THE TASK:
Copy the entries below exactly. Images do not belong in the copy.

— START PROVIDED MATERIAL —

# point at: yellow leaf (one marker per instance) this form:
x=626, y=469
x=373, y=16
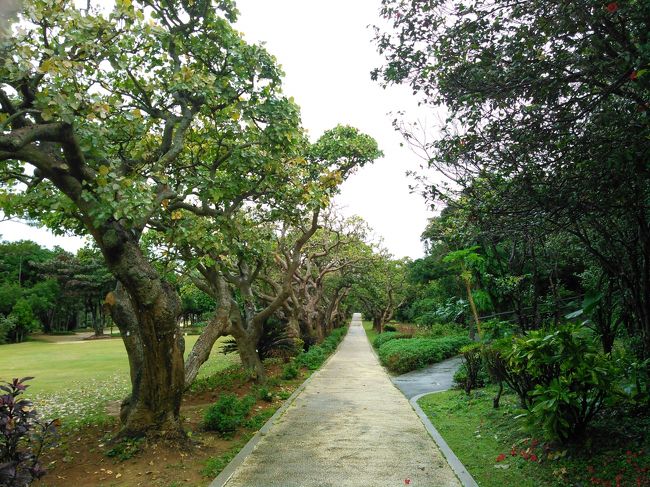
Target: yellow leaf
x=47, y=66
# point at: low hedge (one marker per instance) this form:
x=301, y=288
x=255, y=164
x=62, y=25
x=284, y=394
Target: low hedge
x=386, y=337
x=317, y=354
x=409, y=354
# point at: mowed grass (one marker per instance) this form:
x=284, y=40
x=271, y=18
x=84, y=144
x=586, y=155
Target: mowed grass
x=55, y=365
x=74, y=380
x=499, y=452
x=370, y=332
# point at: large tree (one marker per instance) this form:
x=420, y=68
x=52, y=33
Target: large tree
x=549, y=119
x=109, y=109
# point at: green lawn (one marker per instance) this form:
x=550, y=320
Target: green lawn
x=498, y=452
x=73, y=380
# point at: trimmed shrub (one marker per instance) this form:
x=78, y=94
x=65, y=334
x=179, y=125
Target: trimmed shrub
x=317, y=354
x=573, y=379
x=22, y=436
x=228, y=413
x=290, y=371
x=500, y=371
x=386, y=337
x=413, y=353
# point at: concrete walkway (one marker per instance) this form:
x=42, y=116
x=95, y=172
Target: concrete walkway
x=349, y=427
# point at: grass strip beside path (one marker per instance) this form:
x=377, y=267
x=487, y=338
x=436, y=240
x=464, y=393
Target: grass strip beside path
x=498, y=452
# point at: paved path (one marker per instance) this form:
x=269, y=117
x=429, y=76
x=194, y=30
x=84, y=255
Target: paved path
x=436, y=377
x=349, y=427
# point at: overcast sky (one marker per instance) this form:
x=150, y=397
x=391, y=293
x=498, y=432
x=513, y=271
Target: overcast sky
x=326, y=51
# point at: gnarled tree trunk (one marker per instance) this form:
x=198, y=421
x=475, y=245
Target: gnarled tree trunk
x=146, y=309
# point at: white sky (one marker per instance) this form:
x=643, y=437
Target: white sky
x=326, y=51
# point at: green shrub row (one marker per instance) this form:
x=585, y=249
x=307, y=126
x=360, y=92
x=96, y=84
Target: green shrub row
x=228, y=413
x=409, y=354
x=386, y=337
x=317, y=354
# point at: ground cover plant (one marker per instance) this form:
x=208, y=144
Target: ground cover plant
x=498, y=451
x=408, y=354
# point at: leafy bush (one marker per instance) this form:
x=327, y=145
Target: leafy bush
x=473, y=363
x=500, y=371
x=224, y=379
x=22, y=436
x=259, y=419
x=264, y=394
x=636, y=380
x=228, y=413
x=317, y=354
x=444, y=329
x=276, y=341
x=290, y=371
x=386, y=337
x=496, y=329
x=7, y=324
x=572, y=378
x=413, y=353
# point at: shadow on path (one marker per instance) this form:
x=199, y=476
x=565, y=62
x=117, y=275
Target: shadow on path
x=435, y=378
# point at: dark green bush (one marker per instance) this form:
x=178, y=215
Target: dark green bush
x=444, y=329
x=228, y=413
x=276, y=341
x=500, y=371
x=573, y=378
x=264, y=394
x=386, y=337
x=473, y=363
x=413, y=353
x=290, y=371
x=317, y=354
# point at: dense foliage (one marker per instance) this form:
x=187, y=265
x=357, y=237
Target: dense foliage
x=22, y=436
x=50, y=290
x=542, y=244
x=413, y=353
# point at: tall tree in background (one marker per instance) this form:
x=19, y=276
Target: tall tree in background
x=549, y=108
x=110, y=107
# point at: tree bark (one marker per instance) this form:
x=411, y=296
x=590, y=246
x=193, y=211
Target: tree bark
x=146, y=309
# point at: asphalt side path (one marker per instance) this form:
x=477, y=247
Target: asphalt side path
x=436, y=377
x=349, y=427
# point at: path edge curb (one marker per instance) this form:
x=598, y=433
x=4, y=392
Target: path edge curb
x=456, y=465
x=221, y=479
x=454, y=462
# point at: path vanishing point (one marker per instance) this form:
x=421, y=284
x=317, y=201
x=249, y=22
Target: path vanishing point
x=350, y=426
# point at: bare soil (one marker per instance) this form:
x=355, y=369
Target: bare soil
x=81, y=456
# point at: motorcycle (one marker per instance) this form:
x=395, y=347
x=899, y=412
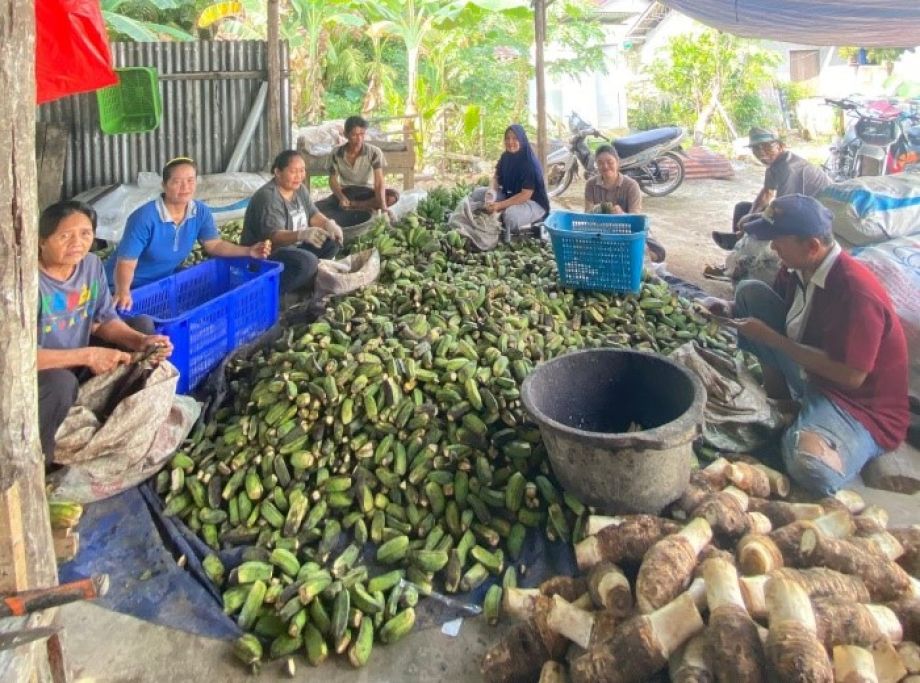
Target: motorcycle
x=879, y=139
x=650, y=157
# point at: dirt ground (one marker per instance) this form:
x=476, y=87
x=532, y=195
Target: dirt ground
x=684, y=219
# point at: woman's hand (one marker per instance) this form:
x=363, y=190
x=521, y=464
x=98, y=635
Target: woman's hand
x=100, y=360
x=335, y=231
x=123, y=300
x=161, y=342
x=261, y=249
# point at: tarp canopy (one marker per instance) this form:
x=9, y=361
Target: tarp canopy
x=856, y=23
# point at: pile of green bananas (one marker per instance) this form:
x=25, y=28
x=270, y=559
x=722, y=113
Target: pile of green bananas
x=394, y=422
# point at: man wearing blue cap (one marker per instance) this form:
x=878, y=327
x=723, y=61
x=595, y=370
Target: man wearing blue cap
x=786, y=173
x=826, y=335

— END PROVIDED MATERIAL —

EXERCISE OUTPUT:
# point at: yellow leaf (one marker per instance) this form:
x=626, y=469
x=373, y=16
Target: yellow leaf
x=47, y=66
# point at: low hedge (one marker per instance) this form:
x=301, y=288
x=255, y=164
x=62, y=25
x=284, y=394
Target: low hedge
x=386, y=337
x=317, y=354
x=409, y=354
# point at: mowed grass (one marker per instance) this form:
x=284, y=40
x=271, y=18
x=84, y=144
x=586, y=155
Target: mowed grass
x=55, y=365
x=74, y=380
x=499, y=452
x=370, y=332
# point at: large tree (one marker per instance) this form:
x=420, y=68
x=52, y=33
Target: large tree
x=549, y=119
x=109, y=109
# point at: green lawn (one marker per instance) this form:
x=550, y=320
Target: green lawn
x=498, y=452
x=73, y=380
# point at: trimmed shrub (one marker per instance) this form:
x=78, y=94
x=65, y=334
x=179, y=125
Target: trimmed shrub
x=317, y=354
x=573, y=379
x=22, y=436
x=228, y=413
x=290, y=371
x=500, y=371
x=386, y=337
x=413, y=353
# point at: concrete walkway (one marker per instance) this form:
x=42, y=116
x=95, y=172
Target: concrete walkway
x=349, y=427
# point at: grass strip beside path (one marker per instance) this form:
x=377, y=267
x=487, y=338
x=436, y=240
x=464, y=393
Target: grass strip beside path
x=498, y=452
# point at: paved path (one marker per instance) this form:
x=269, y=117
x=429, y=76
x=194, y=30
x=84, y=255
Target: paved path
x=436, y=377
x=349, y=427
# point at: overcast sky (one marker per instance) this form:
x=150, y=397
x=391, y=293
x=498, y=432
x=513, y=271
Target: overcast sky
x=326, y=51
# point at: gnarled tree trunk (one marker per instance) this form:
x=198, y=421
x=475, y=245
Target: gnarled tree trunk
x=146, y=309
# point at: white sky (one marker per instance) this form:
x=643, y=437
Target: white sky
x=326, y=51
# point at: green shrub row (one marker per instance) this form:
x=585, y=249
x=307, y=126
x=360, y=92
x=96, y=84
Target: green shrub row
x=228, y=413
x=409, y=354
x=386, y=337
x=317, y=354
# point at: ground cover plant (one marker per instance) this form:
x=208, y=144
Target: ground cover plant
x=498, y=451
x=408, y=354
# point at: leafy bush (one marker per instance) this form:
x=327, y=145
Target: leafy bush
x=473, y=363
x=500, y=371
x=224, y=379
x=22, y=436
x=259, y=419
x=264, y=394
x=636, y=380
x=228, y=413
x=317, y=354
x=444, y=329
x=276, y=341
x=290, y=371
x=386, y=337
x=496, y=329
x=7, y=324
x=572, y=378
x=413, y=353
# point at: shadow on path (one marker per instance) this form:
x=199, y=476
x=565, y=62
x=117, y=275
Target: shadow on path
x=435, y=378
# point at: dark green bush (one marker per instance) this form:
x=178, y=215
Target: dark green bush
x=444, y=329
x=228, y=413
x=276, y=341
x=500, y=371
x=573, y=378
x=264, y=394
x=386, y=337
x=473, y=363
x=413, y=353
x=290, y=371
x=317, y=354
# point at: dense foliage (one marker per instance) this form:
x=187, y=265
x=357, y=237
Target: dense foliage
x=22, y=436
x=50, y=290
x=542, y=244
x=413, y=353
# point at: tall tree in background (one marker per instance) this form:
x=19, y=276
Target: tall tree in background
x=549, y=108
x=110, y=107
# point at: tree bark (one marker per instance) this form:
x=411, y=296
x=590, y=246
x=193, y=211
Target: tree bark
x=146, y=309
# point at: asphalt side path (one marker per instance) this form:
x=477, y=247
Target: asphalt side path
x=436, y=377
x=349, y=427
# point at: path edge curb (one marker per instance) this form:
x=598, y=433
x=4, y=392
Target: path edge curb
x=456, y=465
x=221, y=479
x=454, y=462
# point at: path vanishing point (one marker per instance) this form:
x=421, y=284
x=317, y=201
x=249, y=22
Target: path vanishing point
x=350, y=426
# point at: bare soil (one marker per instance) this form:
x=355, y=369
Target: bare soil
x=81, y=456
# point at: motorcycle (one marker per instance) this form:
x=395, y=347
x=899, y=412
Target: motorcycle
x=879, y=139
x=650, y=157
# point at: dirt ground (one marker per instance) this form:
x=476, y=87
x=532, y=195
Target: dirt ground
x=684, y=219
# point at: woman's hand (one marker per instance) this form:
x=363, y=190
x=521, y=464
x=98, y=635
Target: woman's hand
x=100, y=360
x=335, y=231
x=123, y=300
x=161, y=342
x=261, y=249
# point at: tarp canopy (one marker per instance) this form:
x=9, y=361
Target: tarp canopy
x=856, y=23
# point at: pile of green bananas (one marker per instance) this form:
x=25, y=28
x=270, y=559
x=722, y=113
Target: pile of green bananas
x=394, y=422
# point at: man wearing blue cap (one marker per instance) this form:
x=878, y=327
x=723, y=61
x=595, y=370
Target: man wearing blue cap
x=786, y=173
x=826, y=335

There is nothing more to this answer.